- [What is being asked]
Write what comes next in the comment thread about cutting the defense budget, starting right after its final sentence.

52 Thomas July 5, 2011 at 12:45 pm

My understanding is that both sides have agreed on defense cuts.

53 Sisyphus July 5, 2011 at 2:06 pm

8, the smoke signals are definitely that defense is going to get cut significantly. Sec. Gates said so before leaving. Sec. Panetta, recently and quickly approved by the Senate, is a former budget director, not a military guy (though he has intelligence experience). You put a former budget director into the SecDef spot for only one reason – you need someone in that role to focus on managing the budget as their top priority.

The only areas of spending big enough to matter much for cuts are Social Security, Medicare, Medicaid, defense, and unemployment insurance. Everything else is relatively small. You cannot mathematically get to $2 trillion in agreed upon “cuts” (really, slower growth most likely) without significantly reducing growth in one or more of the big ticket areas unless you actually reduce discretionary spending (where most programs are) by about a third – not just cut the growth rate, actually reduce the funds. Defense is probably the easiest area to cut, and procurement/accounting at Defense are so bad that we might be able to have nearly the same functionality in our military at $200 billion less a year for 10 years if Panetta can fix the bureaucracy.

54 Finch July 5, 2011 at 4:19 pm

> we might be able to have nearly the same functionality in our military at $200 billion less a year for 10 years if
> Panetta can fix the bureaucracy.

This seems like an optimistic assumption. But we’d get similar results if we just canceled the Joint Strike Fighter.

55 J Thomas July 7, 2011 at 8:34 am

But we’d get similar results if we just canceled the Joint Strike Fighter.

But if we did that, the military would have to spend even more to replace it with something else.

As soon as the political climate changed, maybe 2 years, we’d get congressmen yelling about how the idiots gutted the military, and there’s no substitute for victory, and we wasted all that research when it was about to pay off.

[Source records]

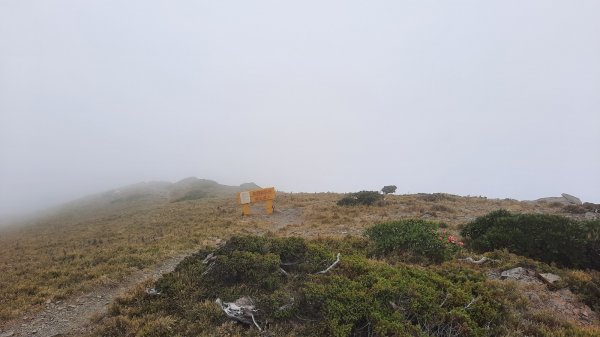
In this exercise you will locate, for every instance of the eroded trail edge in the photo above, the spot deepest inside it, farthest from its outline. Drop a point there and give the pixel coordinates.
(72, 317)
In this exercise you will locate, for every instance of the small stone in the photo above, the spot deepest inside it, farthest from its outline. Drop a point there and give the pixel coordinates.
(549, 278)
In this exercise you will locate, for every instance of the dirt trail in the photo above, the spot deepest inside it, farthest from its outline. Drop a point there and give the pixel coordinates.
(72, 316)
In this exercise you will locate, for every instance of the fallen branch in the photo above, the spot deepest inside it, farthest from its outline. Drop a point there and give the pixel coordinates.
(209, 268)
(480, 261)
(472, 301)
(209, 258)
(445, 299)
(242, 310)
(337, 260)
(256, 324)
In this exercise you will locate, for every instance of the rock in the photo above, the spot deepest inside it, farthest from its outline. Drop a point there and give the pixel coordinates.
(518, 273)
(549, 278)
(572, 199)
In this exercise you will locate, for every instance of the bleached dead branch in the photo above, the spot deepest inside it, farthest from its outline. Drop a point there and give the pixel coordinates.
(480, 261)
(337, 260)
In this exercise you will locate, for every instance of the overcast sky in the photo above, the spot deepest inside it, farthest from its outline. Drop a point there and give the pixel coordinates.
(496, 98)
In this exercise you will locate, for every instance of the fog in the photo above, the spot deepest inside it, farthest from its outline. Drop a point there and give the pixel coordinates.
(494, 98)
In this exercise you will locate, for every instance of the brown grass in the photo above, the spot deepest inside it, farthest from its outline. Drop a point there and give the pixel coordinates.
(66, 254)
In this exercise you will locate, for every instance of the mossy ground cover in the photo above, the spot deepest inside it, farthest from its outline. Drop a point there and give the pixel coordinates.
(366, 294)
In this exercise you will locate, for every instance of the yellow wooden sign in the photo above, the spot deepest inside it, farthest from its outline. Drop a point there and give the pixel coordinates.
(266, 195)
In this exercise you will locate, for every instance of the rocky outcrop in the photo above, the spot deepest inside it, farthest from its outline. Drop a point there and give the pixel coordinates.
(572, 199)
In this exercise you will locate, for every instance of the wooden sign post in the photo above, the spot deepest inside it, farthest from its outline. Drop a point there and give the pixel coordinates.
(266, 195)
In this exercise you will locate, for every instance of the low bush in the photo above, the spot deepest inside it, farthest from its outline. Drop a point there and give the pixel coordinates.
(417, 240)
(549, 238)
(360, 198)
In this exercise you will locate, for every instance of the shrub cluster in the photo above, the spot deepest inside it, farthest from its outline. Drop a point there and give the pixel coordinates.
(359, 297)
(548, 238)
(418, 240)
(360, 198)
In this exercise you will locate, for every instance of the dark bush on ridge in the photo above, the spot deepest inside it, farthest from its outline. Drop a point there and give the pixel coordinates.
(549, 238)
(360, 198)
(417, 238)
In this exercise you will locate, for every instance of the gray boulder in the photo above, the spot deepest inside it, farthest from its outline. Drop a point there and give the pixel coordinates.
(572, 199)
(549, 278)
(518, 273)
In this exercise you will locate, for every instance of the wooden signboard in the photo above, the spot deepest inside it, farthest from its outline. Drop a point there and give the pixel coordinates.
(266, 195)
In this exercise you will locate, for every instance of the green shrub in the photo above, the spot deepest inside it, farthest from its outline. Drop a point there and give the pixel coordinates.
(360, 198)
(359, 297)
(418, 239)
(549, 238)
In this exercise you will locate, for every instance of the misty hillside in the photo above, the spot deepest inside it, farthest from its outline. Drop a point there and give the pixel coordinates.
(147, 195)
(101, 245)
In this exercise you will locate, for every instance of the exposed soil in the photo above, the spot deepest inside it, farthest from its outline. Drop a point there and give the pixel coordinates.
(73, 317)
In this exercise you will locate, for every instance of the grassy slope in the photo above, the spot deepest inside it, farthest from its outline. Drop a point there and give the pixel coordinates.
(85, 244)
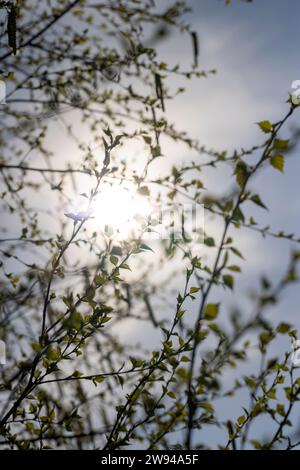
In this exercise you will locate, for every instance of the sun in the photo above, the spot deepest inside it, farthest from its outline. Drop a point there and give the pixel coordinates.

- [Your response]
Maybe we got more than 2 years from the Peace Dividend, but they’ve learned better how to play the game since then.

56 FYI July 5, 2011 at 11:05 am

I don’t quite get this idea that Republicans got to this point by being tough and now they should let it go otherwise things will get nasty. Also, I don’t understand how Democrats who complain about cuts now can ask for tax increases at the same time. Aren’t they Keynesians after all?

If anything, the Republicans now are risking their prospects for 2012 by keeping firm with the line of no tax increases even if that causes a default. That is actually the only way this is not a ‘normal party’ like Brooks say. I am not sure this is not a good thing.

57 Brian J July 5, 2011 at 11:44 am

They are talking about tax increases in the future. Virtually every single popular left of center economist has been talking about tax increases and spending cuts in the future, when the economy is stronger, not now.

58 Thomas July 5, 2011 at 12:47 pm

My understanding is that they want the revenue increases in place for next year. Spending cuts in the hypothetical future, when the economy is stronger (how long will this recovery last?), tax increases next year.

59 Andrew' July 5, 2011 at 11:53 am

The underlying argument seems to be that since voters want low taxes and high spending the Republicans need to vote for higher taxes since voters won’t accept lower spending.

I see it differently. For some reason that noone can explain without calling voters irrational, we effectively achieve lower taxes but it is harder to achieve lower spending. The solution is not to throw in the towel and raise taxes but to push as hard as you can to get the spending to match.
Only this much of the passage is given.